- [Task item]
Word for word, give the data again without its pictures.
________________
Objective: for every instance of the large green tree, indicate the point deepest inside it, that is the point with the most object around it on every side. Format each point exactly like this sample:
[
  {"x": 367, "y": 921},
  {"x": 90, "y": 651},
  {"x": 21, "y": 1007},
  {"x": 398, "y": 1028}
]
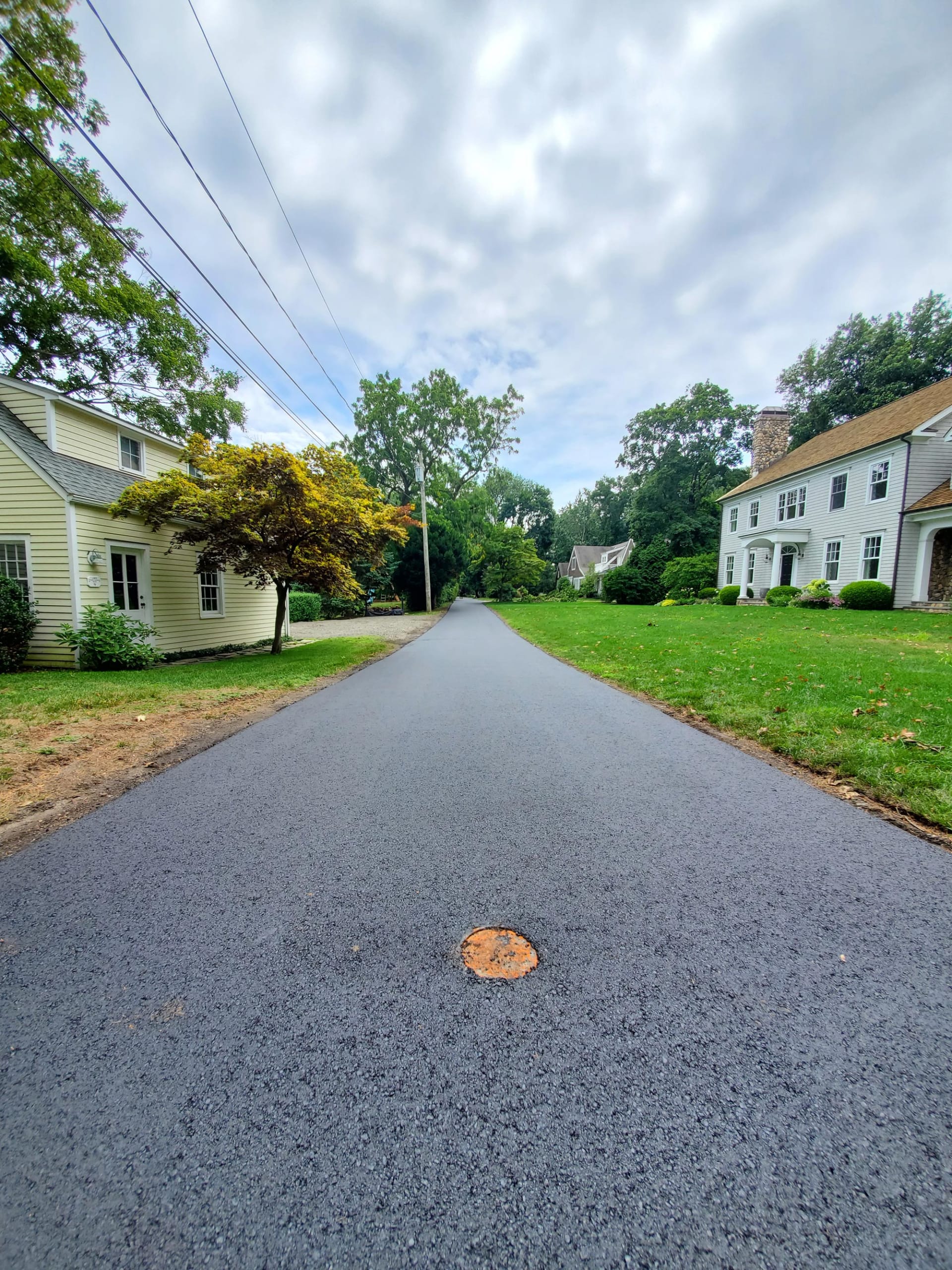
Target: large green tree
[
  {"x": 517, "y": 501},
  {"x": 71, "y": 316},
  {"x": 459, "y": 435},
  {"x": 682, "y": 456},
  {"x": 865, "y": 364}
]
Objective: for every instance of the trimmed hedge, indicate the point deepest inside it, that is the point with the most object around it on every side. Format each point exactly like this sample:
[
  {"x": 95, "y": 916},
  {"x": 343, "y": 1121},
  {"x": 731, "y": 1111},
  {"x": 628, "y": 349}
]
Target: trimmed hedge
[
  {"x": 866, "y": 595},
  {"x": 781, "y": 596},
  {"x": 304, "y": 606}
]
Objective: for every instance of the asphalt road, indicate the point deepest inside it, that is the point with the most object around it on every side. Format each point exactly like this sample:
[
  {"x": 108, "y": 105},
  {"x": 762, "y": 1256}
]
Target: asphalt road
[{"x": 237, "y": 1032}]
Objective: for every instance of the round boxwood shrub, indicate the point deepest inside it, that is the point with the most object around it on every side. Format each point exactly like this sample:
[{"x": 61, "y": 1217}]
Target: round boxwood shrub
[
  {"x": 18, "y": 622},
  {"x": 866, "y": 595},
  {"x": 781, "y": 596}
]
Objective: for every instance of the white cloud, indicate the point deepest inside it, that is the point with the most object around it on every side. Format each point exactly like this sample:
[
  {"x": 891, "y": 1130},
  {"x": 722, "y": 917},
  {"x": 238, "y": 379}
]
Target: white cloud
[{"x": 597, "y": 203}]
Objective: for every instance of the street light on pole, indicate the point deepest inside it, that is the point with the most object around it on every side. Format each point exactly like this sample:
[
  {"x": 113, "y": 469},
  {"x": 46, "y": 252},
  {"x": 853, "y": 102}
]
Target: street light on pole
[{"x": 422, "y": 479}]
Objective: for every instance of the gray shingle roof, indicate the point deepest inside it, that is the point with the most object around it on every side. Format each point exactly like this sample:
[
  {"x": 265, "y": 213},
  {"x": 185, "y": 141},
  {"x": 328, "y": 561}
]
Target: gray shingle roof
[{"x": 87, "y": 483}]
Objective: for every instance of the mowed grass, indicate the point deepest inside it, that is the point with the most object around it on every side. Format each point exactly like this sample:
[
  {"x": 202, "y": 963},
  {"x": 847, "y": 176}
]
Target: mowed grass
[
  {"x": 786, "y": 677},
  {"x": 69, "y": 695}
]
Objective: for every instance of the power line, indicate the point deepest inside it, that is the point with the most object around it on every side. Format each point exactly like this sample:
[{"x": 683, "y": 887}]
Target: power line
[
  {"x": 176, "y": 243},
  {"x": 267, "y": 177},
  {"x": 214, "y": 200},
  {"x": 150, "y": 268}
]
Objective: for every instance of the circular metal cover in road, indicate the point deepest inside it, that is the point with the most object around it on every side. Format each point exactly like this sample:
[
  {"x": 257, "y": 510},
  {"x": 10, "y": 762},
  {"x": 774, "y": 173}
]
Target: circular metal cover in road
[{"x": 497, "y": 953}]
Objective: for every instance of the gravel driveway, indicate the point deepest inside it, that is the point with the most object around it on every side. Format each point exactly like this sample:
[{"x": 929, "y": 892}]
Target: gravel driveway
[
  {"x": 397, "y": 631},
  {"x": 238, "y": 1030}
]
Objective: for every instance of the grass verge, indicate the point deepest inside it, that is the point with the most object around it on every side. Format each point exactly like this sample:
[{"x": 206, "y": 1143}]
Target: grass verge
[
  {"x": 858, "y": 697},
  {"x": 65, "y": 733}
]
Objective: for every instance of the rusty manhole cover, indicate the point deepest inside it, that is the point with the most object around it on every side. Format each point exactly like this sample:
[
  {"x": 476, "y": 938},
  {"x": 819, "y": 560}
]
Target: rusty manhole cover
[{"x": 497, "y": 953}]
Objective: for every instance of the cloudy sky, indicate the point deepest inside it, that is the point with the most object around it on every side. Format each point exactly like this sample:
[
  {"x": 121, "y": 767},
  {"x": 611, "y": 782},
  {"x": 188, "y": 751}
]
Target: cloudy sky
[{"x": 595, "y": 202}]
________________
- [Response area]
Objective: for every instance of the large green tree, indicate the point deepest inside it, that is the point with the most object around it on every side. Format each point exactly like this sample:
[
  {"x": 367, "y": 921},
  {"x": 90, "y": 651},
  {"x": 21, "y": 1007},
  {"x": 398, "y": 1028}
]
Target: large green tree
[
  {"x": 517, "y": 501},
  {"x": 71, "y": 316},
  {"x": 459, "y": 435},
  {"x": 682, "y": 456},
  {"x": 865, "y": 364}
]
Objective: for every instance of the trimmed hedge, indicate the point deepest inside it, that is the point with the most object around it on every side. Format each point exactly like this sample:
[
  {"x": 95, "y": 916},
  {"x": 343, "y": 1121},
  {"x": 731, "y": 1111},
  {"x": 628, "y": 349}
]
Target: trimmed hedge
[
  {"x": 866, "y": 595},
  {"x": 781, "y": 596},
  {"x": 304, "y": 606}
]
Objective: for every instance of the asphalt road, indicate the point deepest inside it, that is the point with the most object around it on every side. Format each point exactly like this sample:
[
  {"x": 108, "y": 105},
  {"x": 762, "y": 1256}
]
Target: asphalt road
[{"x": 237, "y": 1032}]
Objective: for every instance of the round boxwood shrub, indicate the point deepest inside it, that is the point with the most object around it on every side. Format each point exactly like this sample:
[{"x": 61, "y": 1217}]
Target: round boxwood shrub
[
  {"x": 18, "y": 622},
  {"x": 866, "y": 595},
  {"x": 781, "y": 596}
]
Objective: for every instance of the white cloud, indicate the point deepest inside it, that is the point with the most object around it on every side. Format each point exactly like this sample:
[
  {"x": 891, "y": 1130},
  {"x": 722, "y": 917},
  {"x": 238, "y": 379}
]
Target: white cloud
[{"x": 597, "y": 203}]
Objective: for every instance of the street light on pole, indicate the point deepest inside it, that is the point with the most object around it on every side. Format each point exactly like this sample:
[
  {"x": 113, "y": 469},
  {"x": 46, "y": 252},
  {"x": 853, "y": 102}
]
Target: street light on pole
[{"x": 422, "y": 479}]
Objective: for every instance of the gray shingle roof, indicate the point deepest inside it, that is the point with the most object around it on every side. Format each point exactly like this sample:
[
  {"x": 265, "y": 213},
  {"x": 185, "y": 141},
  {"x": 328, "y": 561}
]
Target: gray shingle roof
[{"x": 87, "y": 483}]
Objective: for every instance of the mowed grass, indicate the point deepest inside it, that is the point with the most object around it on every side. Format each point exactly like this sample:
[
  {"x": 202, "y": 963},
  {"x": 847, "y": 176}
]
Target: mowed grass
[
  {"x": 786, "y": 677},
  {"x": 69, "y": 695}
]
Objective: for every instance of the power line, indicate the point deepest inside it, that is the point with the most object around it on every side. Format each point exactly like this sample:
[{"x": 683, "y": 887}]
Target: power line
[
  {"x": 176, "y": 243},
  {"x": 267, "y": 177},
  {"x": 214, "y": 200},
  {"x": 150, "y": 268}
]
Objective: for every instance of the circular metal cover in road, indicate the point deepest inside it, that is the point with the most object around it on every side. Format each point exactly like this sample:
[
  {"x": 257, "y": 510},
  {"x": 10, "y": 762},
  {"x": 774, "y": 173}
]
Target: circular metal cover in road
[{"x": 497, "y": 953}]
Objective: for every instance of the gravel driveway, indicate the point deepest inside it, that is the point with the most object around it on every side. Format each point exactly like this sample:
[{"x": 929, "y": 892}]
Target: gravel driveway
[
  {"x": 397, "y": 631},
  {"x": 238, "y": 1030}
]
Objective: for every instance of the grass verge, indicate the point deepest inside it, that is the point with the most object around it on every side. Format each point exactly like this sample:
[{"x": 206, "y": 1143}]
Target: grass verge
[
  {"x": 858, "y": 697},
  {"x": 65, "y": 733}
]
Objective: for every instance of the rusty manhole cover, indicate the point deepest inside it, that is the point with the most object around it on every side. Format each point exactly like this sample:
[
  {"x": 476, "y": 938},
  {"x": 819, "y": 560}
]
Target: rusty manhole cover
[{"x": 497, "y": 953}]
Objective: for every instance of the cloudy sky, indicate the point deepest inside it, that is the point with the most object around it on every side. Format each point exactly like this sample:
[
  {"x": 121, "y": 767},
  {"x": 611, "y": 782},
  {"x": 188, "y": 751}
]
Target: cloudy sky
[{"x": 595, "y": 202}]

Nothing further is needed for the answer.